(Data shown):
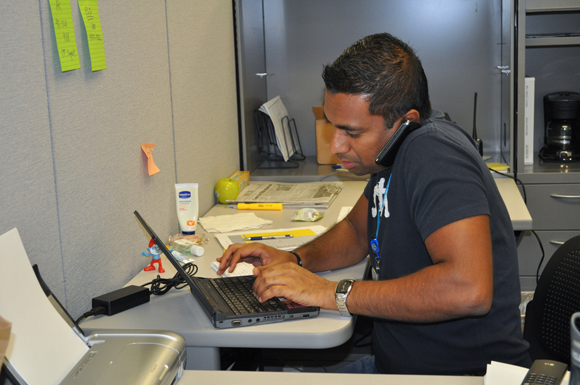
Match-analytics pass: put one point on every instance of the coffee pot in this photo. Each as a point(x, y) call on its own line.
point(562, 127)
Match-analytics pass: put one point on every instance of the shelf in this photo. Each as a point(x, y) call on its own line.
point(533, 6)
point(550, 172)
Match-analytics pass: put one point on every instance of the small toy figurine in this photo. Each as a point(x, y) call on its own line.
point(154, 252)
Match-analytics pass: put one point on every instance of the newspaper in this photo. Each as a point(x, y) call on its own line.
point(277, 112)
point(317, 194)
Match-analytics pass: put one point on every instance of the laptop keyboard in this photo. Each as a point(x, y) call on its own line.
point(238, 294)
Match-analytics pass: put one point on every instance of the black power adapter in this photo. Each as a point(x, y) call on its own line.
point(122, 299)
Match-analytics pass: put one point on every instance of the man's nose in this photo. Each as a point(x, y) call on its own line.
point(338, 143)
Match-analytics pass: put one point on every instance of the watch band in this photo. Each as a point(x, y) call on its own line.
point(297, 257)
point(341, 293)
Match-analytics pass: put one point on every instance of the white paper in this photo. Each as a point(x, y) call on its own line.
point(283, 244)
point(278, 113)
point(43, 348)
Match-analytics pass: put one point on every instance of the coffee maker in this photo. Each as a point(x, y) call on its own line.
point(562, 125)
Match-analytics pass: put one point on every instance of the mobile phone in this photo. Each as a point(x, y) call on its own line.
point(545, 372)
point(386, 157)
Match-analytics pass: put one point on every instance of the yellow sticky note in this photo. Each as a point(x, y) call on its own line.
point(64, 33)
point(90, 13)
point(148, 150)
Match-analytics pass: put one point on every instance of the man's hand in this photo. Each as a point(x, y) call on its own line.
point(293, 282)
point(257, 254)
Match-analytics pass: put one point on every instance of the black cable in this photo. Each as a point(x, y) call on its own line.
point(532, 231)
point(161, 286)
point(516, 180)
point(91, 313)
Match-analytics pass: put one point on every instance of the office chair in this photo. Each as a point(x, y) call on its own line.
point(557, 297)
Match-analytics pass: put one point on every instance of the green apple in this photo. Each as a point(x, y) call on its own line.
point(226, 189)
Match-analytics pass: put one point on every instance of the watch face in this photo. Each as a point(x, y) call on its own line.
point(343, 286)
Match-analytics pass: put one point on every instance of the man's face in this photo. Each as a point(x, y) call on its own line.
point(358, 136)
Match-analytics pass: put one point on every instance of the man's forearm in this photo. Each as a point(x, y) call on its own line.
point(340, 247)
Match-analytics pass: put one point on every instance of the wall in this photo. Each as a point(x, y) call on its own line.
point(72, 169)
point(458, 41)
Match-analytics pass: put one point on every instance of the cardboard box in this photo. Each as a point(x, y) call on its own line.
point(242, 177)
point(324, 132)
point(4, 337)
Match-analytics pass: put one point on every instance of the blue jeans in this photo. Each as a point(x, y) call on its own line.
point(365, 365)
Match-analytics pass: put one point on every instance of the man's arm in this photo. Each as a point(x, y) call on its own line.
point(343, 245)
point(458, 284)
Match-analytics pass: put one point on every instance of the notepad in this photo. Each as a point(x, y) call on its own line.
point(242, 268)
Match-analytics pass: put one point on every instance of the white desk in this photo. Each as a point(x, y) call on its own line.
point(178, 311)
point(281, 378)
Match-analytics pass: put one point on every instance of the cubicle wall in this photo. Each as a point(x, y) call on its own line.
point(72, 170)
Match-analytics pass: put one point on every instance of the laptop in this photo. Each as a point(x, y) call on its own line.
point(220, 297)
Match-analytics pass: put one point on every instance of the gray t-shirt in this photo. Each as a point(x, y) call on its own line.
point(439, 178)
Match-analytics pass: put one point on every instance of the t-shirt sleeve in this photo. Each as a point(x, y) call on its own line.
point(443, 182)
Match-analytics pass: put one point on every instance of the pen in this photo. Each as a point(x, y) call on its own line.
point(260, 206)
point(272, 237)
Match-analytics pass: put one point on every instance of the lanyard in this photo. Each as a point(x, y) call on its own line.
point(375, 242)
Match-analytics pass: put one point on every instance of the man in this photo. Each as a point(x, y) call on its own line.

(Work to complete):
For every entry above, please output the text exactly and leave any picture behind.

(Output):
Match-analytics pass: put one point on every instance of the coffee pot in this photo. Each as a point(x, y) call on its own line.
point(562, 127)
Match-analytics pass: put one point on every instance of the shelf in this photo. Each as a point(x, y) call on its own line.
point(533, 6)
point(550, 172)
Match-analytics pass: put one point on every instance of the small toy figurine in this photo. Each as a point(x, y) call on its own line.
point(154, 252)
Match-analytics pass: put one point on every instance of the newspaper in this photo. Each as a point(x, y) call on its own line.
point(277, 112)
point(317, 194)
Match-analytics pass: put one point on every instance of the laptop keyboard in this photo. Each as a point(x, y) call on its own line.
point(238, 294)
Match-analytics pass: put one point on every instance of the black power adapter in this photo. Each as a point(x, y) call on its own line.
point(122, 299)
Match-analytics pass: put one point on every instance of the man's nose in this photo. Each as a point(x, y) call on its own line.
point(338, 143)
Match-analytics pass: put one point on every instance of the watch band in this photo. Each as a point(x, y) call on its own line.
point(297, 257)
point(341, 293)
Match-analytics pass: put one point on every instance of the white paper in this photo. Each as a point(x, y) call on its own line.
point(283, 244)
point(278, 113)
point(43, 348)
Match-analytics pass: put one point on every instance of the coffee maker in this photo. Each as a point(x, y) call on its own line.
point(562, 125)
Match-analytics pass: put one point on every instance of the mobile phone in this photo. Each as a point(x, y) call on its own line.
point(545, 372)
point(386, 157)
Match-analytics pass: put one point on every instance of the yellow sticky note in this photo. Each as a point(x, y) call on its own line.
point(64, 33)
point(90, 13)
point(148, 150)
Match-analytics pass: put one point on every instance of the man's hand in this photo. Each as a point(x, y) call on its own line.
point(293, 282)
point(257, 254)
Match-analytics pass: put one point on every instance of the black cable in this photo. Each as a point(x, y) call on its own line.
point(532, 231)
point(161, 286)
point(516, 180)
point(91, 313)
Match-analytics pass: put one point on every instance of the office chair in this photo. Each as a point(x, y) call on its own line.
point(557, 297)
Match-analytics pass: put one point on every instance of the green apple in this photo. Each as a point(x, y) call on its own line.
point(226, 189)
Match-analytics pass: put one point on every instance of the watch face in this photo. Each as a point(x, y) call on its own line.
point(343, 286)
Match-analytics pass: put one point on every instance of the man's face in this photo. Each as a point(x, y) call on its own line.
point(358, 136)
Match-analytics pass: put one point on every instance of the man's forearm in this photo. Each as a point(x, y) call on its own line.
point(340, 247)
Match-analytics pass: put one point on every instance of the wall in this photo. Each as a point(x, y) call on its own line.
point(72, 169)
point(458, 41)
Match-analytics pass: put one point on every instance of the cardboard box in this photo. Each as a point(x, y) call on its own line.
point(242, 177)
point(324, 132)
point(4, 337)
Match-analytics pass: put one point on every instance of the blue jeans in this photo. Each as a point(x, y) call on its own line.
point(365, 365)
Match-analytics pass: put one point on every instance of the man's arm in this photo. Each as a point(x, y) call on its own line.
point(343, 245)
point(458, 284)
Match-analytics pass: put one point on every instance of the notepad in this photo. Each as a point(x, y) call on its own line.
point(242, 268)
Match-analytics pass: put one point on every instance of the white desk in this photo. Each as a point(x, y) call on its own line.
point(178, 311)
point(281, 378)
Match-analytics pass: put one point on every instance of the cubicle wall in this photo. Each as a point(x, y) call on its own line.
point(72, 170)
Match-analytics pass: put one point on every instance of the laptop in this photo. Each as a point(x, y) call on its own line.
point(220, 297)
Match-analytics pass: put one point on every instance of the gray t-shirt in this photo. Each as a point(x, y) call on its own line.
point(439, 178)
Match-analytics pass: put one point on every instance of the t-shirt sleeve in this photo. Each as a point(x, y) call on its own line.
point(443, 182)
Match-analytics pass: put one point on every instance of the pen in this photo. Each as a point(x, y) call on its own line.
point(260, 206)
point(272, 237)
Match-analytics pass: put one point on every instance of the lanyard in this photo. Each as a point(x, y) call on its own line.
point(375, 242)
Match-analytics pass: put one point on every instance of the man in this photo. Each as a point(x, y) call on its own line.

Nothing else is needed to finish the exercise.